- EXTRAIT DE PAGE -
Je ne vous apprends rien, mais quand on y réfléchit, ces faits brouillent complètement une logique d’étude de marché qui se repose sur une expression de Besoin = Marché
Petit aparté
Je parle beaucoup d’exemple grand public, mais pour revenir à la réalité d’un PO qui travaille exclusivement dans la sphère du digital, laissez moi vous expliquer pourquoi l’expression d’un besoin en lui-même est encore moins un facteur légitime pour créer une solution.
Il y a 20 ans, quand on voulait créer une startup, il ne fallait pas chercher très loin pour trouver une bonne idée (et un marché).
Basiquement, si vous adaptiez en ligne une activité déjà florissante dans le monde réel, alors vous aviez beaucoup de chances de rencontrer votre marché sur internet.
- Agence de voyage en ligne
- Agence immobilière en ligne
- …
L’opportunité du web à cette époque était de réadapter une offre physique peu ou pas du tout présente sur internet.

- DONNÉES DE L’EXERCICE -
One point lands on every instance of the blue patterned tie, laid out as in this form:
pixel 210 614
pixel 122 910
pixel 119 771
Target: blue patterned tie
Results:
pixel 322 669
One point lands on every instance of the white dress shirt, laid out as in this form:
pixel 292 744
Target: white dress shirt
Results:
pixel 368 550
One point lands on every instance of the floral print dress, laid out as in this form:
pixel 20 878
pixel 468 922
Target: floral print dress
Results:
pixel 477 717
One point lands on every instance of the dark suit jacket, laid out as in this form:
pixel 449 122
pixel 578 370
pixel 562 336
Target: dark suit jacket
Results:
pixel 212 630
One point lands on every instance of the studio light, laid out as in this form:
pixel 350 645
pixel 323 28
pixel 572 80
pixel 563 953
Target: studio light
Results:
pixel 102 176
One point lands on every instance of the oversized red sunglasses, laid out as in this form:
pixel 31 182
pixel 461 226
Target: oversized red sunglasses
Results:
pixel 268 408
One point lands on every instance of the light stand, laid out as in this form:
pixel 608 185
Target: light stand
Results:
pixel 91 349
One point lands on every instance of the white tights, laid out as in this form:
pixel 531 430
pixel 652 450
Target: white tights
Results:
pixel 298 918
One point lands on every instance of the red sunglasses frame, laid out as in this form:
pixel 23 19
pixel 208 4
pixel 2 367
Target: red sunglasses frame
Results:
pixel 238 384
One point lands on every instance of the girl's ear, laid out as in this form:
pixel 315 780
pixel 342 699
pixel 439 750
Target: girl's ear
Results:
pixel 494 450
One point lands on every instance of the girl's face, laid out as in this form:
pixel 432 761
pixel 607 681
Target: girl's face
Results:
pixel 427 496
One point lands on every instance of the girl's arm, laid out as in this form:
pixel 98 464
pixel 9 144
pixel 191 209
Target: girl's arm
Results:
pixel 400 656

==

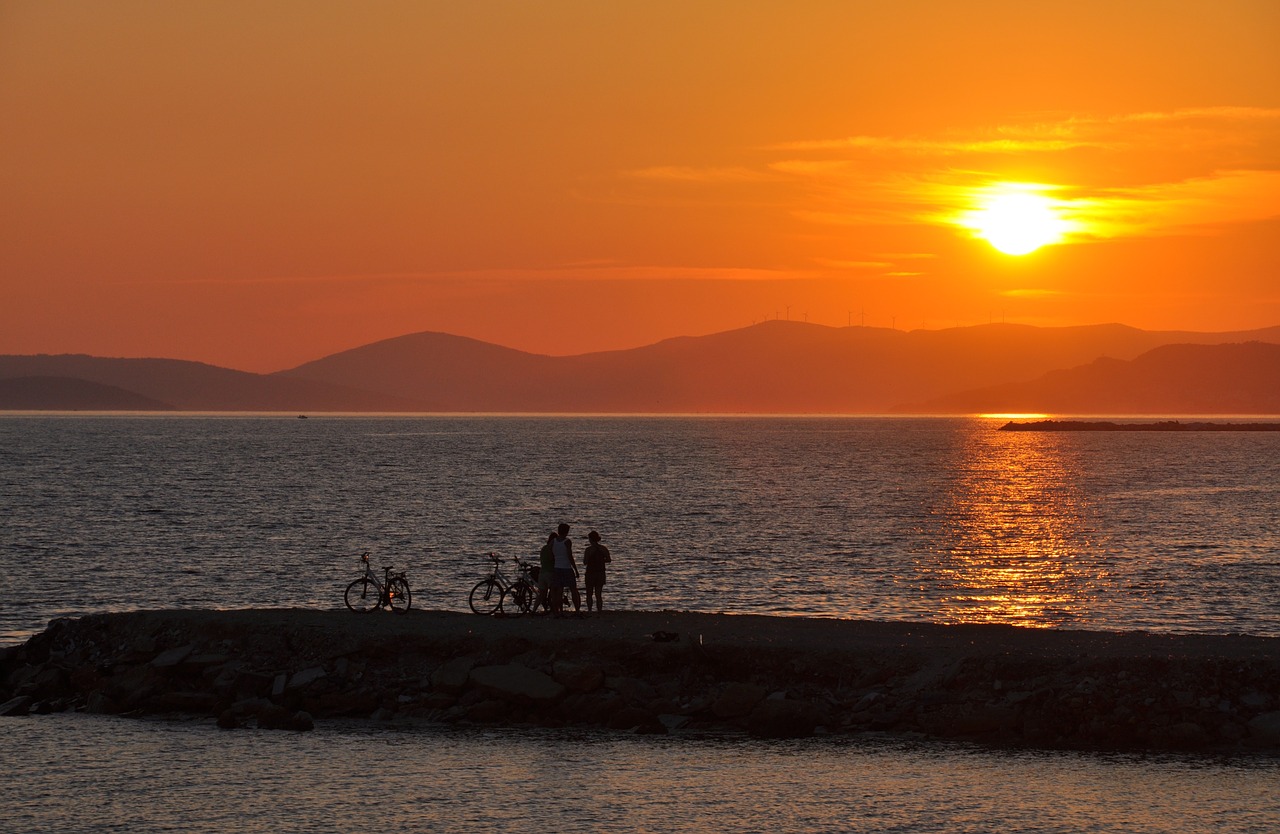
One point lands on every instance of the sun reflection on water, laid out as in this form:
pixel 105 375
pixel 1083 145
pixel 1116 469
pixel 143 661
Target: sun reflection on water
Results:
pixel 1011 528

- À FAIRE -
(1) Dans les lignes de données, remplacez « white tights » par « black tights » dans la partie qui commence par la ligne contenant « One point lands on every instance of the light » et se termine par la ligne contenant « pixel 298 918 ». Redonnez cette partie sans rien changer d’autre.
(2) Prolongez le passage sur la création de startups sur le web là où il s’arrête.

- LES RÉPONSES -
(1)
One point lands on every instance of the light stand, laid out as in this form:
pixel 608 185
Target: light stand
Results:
pixel 91 349
One point lands on every instance of the black tights, laid out as in this form:
pixel 531 430
pixel 652 450
Target: black tights
Results:
pixel 298 918

(2)
A ceci est venu s’ajouter des nouveaux besoins naissants BtoC et BtoB dû à l’écosystème internet ayant des besoins spécifiques.
Seulement voilà…. La facilité de créer un business sur internet de n’importe où, les success story, les capitaux massifs injectés, la ruée vers l’or… ont fait passer un écosystème balbutiant à un écosystème mature et hyper saturé en moins de 20 ans.
A tel point que quand on regarde la crise sanitaire actuelle, on remarque que le monde digital n’a quasiment connu aucune émergence de nouveaux besoins.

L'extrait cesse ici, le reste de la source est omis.